*What the task requires*
Every line of the records below should be restated exactly.

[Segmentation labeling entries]
━━━━━━━━━━━━━━━━━━━━━━━━━━━━━━

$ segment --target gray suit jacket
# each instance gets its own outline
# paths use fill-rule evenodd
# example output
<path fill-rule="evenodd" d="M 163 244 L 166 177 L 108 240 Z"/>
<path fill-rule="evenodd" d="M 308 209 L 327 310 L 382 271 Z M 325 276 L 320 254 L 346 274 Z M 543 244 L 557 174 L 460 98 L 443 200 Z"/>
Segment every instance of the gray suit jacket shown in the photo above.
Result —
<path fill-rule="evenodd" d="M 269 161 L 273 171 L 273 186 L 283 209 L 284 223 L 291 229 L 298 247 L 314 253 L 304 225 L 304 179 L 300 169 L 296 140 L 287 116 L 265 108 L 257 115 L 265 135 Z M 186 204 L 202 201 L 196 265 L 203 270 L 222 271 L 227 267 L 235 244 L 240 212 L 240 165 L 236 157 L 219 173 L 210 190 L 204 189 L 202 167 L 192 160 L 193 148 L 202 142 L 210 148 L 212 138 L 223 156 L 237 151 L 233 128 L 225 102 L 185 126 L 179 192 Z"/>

━━━━━━━━━━━━━━━━━━━━━━━━━━━━━━

*Solution below*
$ segment --target gray suit jacket
# each instance gets its own outline
# paths use fill-rule evenodd
# example output
<path fill-rule="evenodd" d="M 163 244 L 166 177 L 108 240 Z"/>
<path fill-rule="evenodd" d="M 308 209 L 327 310 L 382 271 Z M 325 276 L 320 254 L 346 274 Z M 543 244 L 557 174 L 460 98 L 443 200 Z"/>
Segment every instance of the gray suit jacket shown in the photo above.
Result —
<path fill-rule="evenodd" d="M 269 161 L 273 171 L 273 186 L 283 209 L 284 223 L 291 229 L 298 247 L 314 253 L 304 225 L 304 179 L 300 169 L 296 140 L 287 116 L 265 108 L 257 115 L 265 135 Z M 186 204 L 202 201 L 196 265 L 203 270 L 222 271 L 227 267 L 235 244 L 240 212 L 240 165 L 236 157 L 219 173 L 210 190 L 204 189 L 202 167 L 192 160 L 193 148 L 202 142 L 210 148 L 212 138 L 223 156 L 237 151 L 233 128 L 225 102 L 185 126 L 179 192 Z"/>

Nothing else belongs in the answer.